## Task
List each line of the data that holds the string "below", please.

** Provided material follows **

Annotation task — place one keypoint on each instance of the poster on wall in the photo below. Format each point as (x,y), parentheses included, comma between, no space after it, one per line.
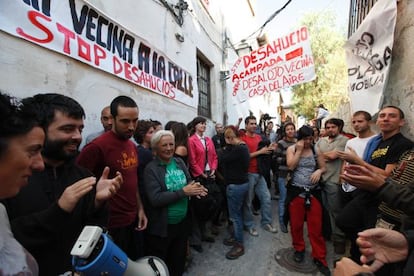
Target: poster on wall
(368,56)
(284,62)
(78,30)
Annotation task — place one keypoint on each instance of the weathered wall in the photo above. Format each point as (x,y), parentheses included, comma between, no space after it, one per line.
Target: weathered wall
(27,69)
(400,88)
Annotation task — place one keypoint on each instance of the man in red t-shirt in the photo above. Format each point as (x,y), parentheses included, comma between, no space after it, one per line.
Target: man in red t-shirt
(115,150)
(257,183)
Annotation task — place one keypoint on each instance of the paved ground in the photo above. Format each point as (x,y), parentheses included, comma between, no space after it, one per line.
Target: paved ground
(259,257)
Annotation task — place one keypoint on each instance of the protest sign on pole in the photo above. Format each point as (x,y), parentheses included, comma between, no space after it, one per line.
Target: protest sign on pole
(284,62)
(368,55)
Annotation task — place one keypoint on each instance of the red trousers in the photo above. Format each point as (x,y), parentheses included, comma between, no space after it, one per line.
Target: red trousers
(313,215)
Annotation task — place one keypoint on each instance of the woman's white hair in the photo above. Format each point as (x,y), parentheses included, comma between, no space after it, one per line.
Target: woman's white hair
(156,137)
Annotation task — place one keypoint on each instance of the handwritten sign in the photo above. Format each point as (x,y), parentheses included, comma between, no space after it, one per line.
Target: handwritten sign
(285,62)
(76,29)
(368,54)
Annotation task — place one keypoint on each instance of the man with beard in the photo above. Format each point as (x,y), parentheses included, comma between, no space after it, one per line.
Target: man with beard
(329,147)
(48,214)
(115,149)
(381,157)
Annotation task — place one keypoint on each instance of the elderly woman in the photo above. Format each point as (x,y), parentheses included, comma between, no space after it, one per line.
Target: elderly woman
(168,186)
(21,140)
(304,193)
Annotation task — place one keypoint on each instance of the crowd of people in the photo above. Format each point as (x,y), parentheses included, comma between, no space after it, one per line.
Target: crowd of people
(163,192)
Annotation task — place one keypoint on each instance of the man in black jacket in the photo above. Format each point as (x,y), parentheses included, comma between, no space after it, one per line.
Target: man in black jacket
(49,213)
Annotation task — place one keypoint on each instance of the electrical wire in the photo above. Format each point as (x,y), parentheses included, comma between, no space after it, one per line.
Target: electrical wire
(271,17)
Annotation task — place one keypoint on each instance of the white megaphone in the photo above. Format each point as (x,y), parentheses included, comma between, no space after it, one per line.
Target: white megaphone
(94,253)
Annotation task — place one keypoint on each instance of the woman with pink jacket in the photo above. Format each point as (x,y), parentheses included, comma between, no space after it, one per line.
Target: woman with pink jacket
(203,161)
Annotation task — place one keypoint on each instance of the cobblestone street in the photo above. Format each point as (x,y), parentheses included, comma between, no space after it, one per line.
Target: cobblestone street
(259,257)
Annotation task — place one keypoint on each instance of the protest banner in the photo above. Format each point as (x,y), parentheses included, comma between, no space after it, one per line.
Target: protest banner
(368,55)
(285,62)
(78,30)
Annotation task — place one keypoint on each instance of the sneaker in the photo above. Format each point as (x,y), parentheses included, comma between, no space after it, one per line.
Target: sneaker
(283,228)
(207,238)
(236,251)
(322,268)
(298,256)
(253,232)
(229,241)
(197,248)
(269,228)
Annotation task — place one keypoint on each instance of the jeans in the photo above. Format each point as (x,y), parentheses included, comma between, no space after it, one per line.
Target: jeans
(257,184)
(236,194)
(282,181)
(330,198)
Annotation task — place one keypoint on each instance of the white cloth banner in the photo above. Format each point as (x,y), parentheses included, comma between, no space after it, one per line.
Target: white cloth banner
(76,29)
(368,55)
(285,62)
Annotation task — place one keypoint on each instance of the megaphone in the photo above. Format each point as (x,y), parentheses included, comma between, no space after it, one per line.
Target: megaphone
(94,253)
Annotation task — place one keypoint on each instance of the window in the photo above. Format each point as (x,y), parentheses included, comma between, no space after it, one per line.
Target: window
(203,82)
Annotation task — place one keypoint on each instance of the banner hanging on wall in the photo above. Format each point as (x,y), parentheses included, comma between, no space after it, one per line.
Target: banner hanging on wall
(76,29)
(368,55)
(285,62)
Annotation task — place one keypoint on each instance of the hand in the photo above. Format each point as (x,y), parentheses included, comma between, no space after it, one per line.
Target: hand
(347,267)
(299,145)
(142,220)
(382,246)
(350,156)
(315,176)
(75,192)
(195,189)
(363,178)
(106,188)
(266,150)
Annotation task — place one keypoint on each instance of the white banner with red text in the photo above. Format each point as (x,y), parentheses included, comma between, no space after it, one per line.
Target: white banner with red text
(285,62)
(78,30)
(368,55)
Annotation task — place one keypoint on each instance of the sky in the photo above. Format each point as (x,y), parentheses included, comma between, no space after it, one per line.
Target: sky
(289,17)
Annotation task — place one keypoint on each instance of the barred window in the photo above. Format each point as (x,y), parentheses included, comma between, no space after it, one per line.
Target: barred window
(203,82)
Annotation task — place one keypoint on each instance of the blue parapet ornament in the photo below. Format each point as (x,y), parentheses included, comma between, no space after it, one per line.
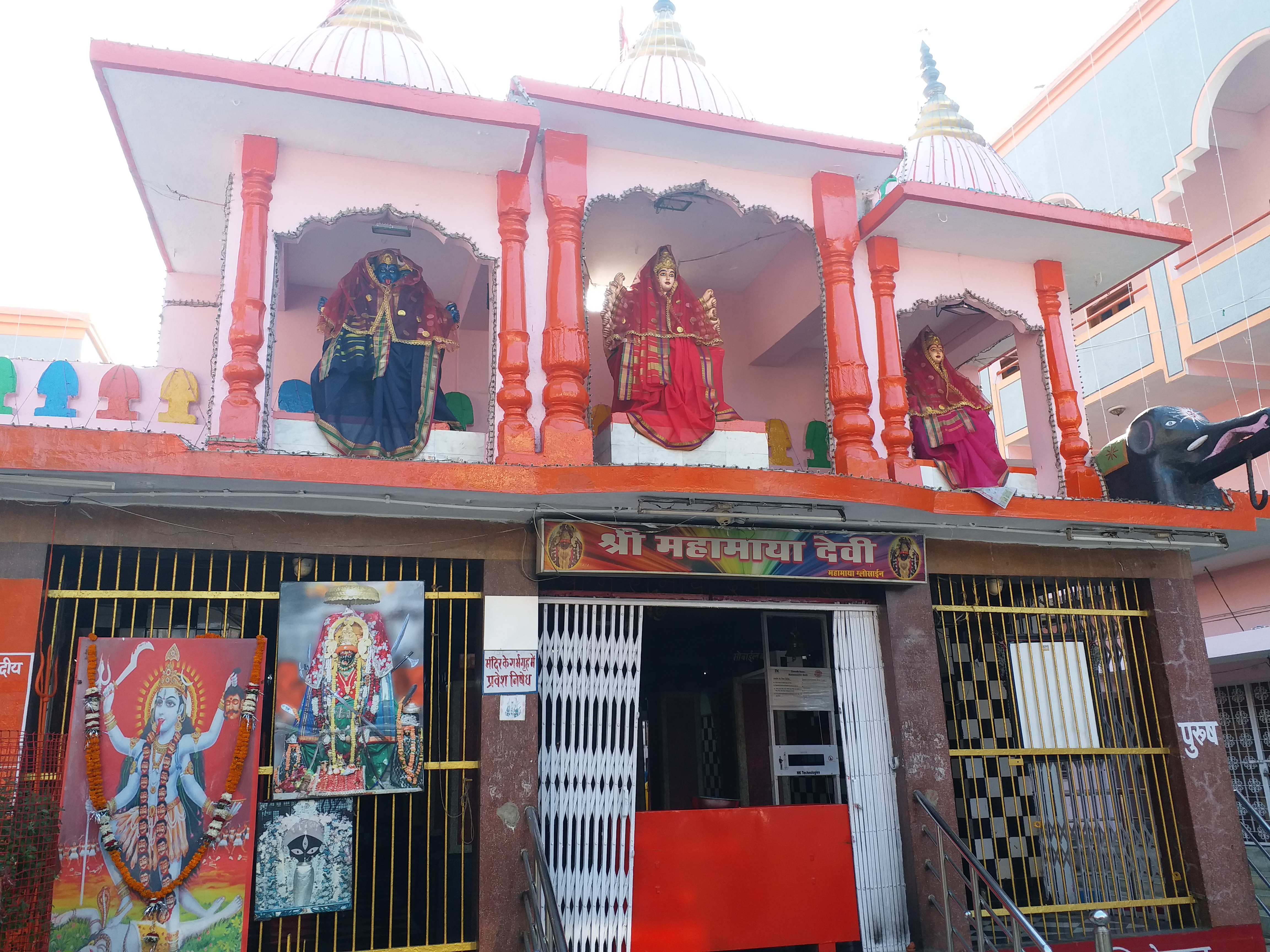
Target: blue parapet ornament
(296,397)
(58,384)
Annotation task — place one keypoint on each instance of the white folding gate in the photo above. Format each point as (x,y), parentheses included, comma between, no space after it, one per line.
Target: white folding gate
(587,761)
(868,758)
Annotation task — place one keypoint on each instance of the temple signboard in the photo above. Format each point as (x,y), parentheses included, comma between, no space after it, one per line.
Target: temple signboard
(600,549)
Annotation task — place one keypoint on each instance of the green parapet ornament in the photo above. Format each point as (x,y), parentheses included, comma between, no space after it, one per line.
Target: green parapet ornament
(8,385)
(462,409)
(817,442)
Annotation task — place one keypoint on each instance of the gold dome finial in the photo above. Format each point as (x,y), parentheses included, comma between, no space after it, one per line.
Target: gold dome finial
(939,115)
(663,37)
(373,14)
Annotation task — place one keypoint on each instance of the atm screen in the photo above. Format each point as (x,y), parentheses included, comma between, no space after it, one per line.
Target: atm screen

** End of Provided material **
** Provided material follows **

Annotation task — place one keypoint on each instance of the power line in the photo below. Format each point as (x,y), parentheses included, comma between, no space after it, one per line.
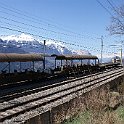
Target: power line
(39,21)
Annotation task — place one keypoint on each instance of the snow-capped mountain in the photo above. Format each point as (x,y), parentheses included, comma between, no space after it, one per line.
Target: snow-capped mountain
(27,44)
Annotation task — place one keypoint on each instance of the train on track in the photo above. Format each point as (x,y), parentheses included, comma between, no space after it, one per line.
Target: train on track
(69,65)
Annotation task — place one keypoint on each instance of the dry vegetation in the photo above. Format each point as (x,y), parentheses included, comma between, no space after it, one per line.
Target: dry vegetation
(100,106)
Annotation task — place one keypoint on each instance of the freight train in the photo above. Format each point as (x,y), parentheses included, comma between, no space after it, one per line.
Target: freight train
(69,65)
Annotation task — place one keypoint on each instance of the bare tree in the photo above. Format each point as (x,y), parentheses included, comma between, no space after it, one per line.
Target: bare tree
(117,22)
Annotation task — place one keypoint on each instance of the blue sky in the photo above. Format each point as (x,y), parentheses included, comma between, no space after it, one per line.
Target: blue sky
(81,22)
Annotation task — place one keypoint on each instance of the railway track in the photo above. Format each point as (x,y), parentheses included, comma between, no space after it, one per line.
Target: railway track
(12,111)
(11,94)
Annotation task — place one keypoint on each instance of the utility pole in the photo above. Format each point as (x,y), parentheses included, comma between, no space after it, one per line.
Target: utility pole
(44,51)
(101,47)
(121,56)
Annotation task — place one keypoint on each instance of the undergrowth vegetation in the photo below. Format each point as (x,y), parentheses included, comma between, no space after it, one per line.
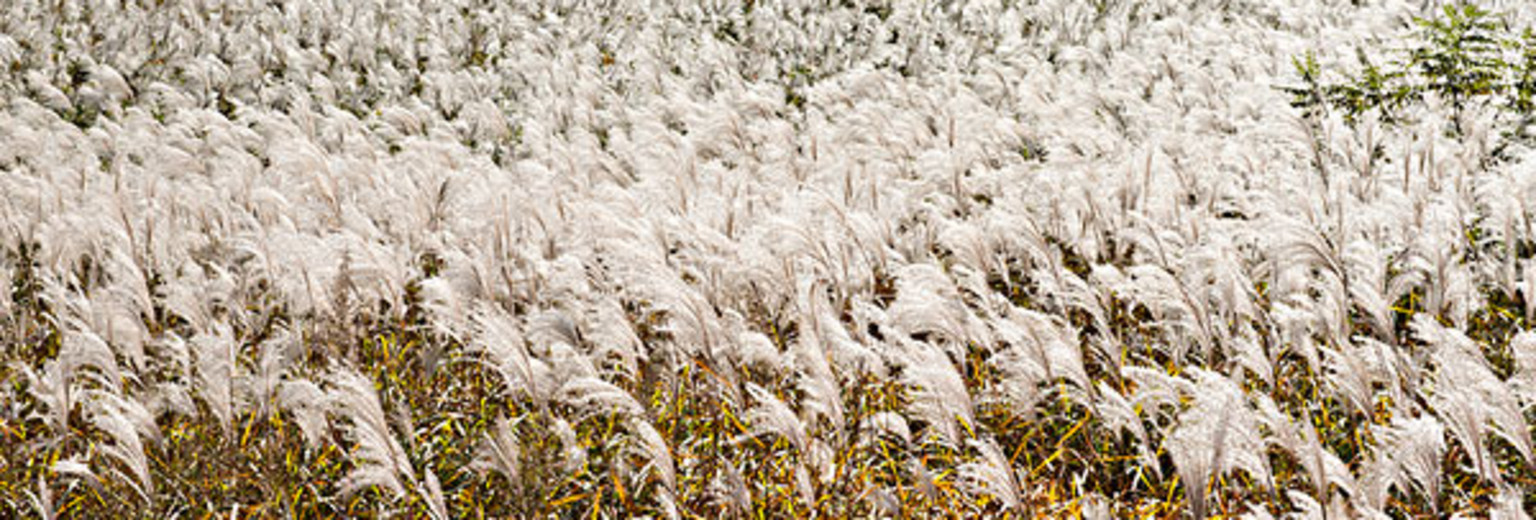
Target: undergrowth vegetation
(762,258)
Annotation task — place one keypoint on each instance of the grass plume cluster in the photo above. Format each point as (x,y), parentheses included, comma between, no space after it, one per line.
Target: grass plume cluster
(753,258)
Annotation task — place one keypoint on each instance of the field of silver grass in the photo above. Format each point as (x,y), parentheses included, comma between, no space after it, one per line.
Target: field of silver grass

** End of Provided material **

## Finished task
Annotation task — place one keypoint on each instance of the poster on wall in the photo below. Format each point as (x,y), parentheses included, comma between, no space after it, one per line.
Annotation task — place one keypoint on each instance of the blue parapet ornament in the photo below. Format each point as (x,y), parentheses included, comma between, no space after it, one per line.
Annotation task — place one keypoint on each instance of the power line in the photo below. Format each point as (x,y), parentheses included, comma between, no space after it, one per line.
Annotation task — place one keypoint on each instance of the undergrowth vegetation in the photo below. Format each point as (x,y), parentheses included, comma between, no space after it, one per line.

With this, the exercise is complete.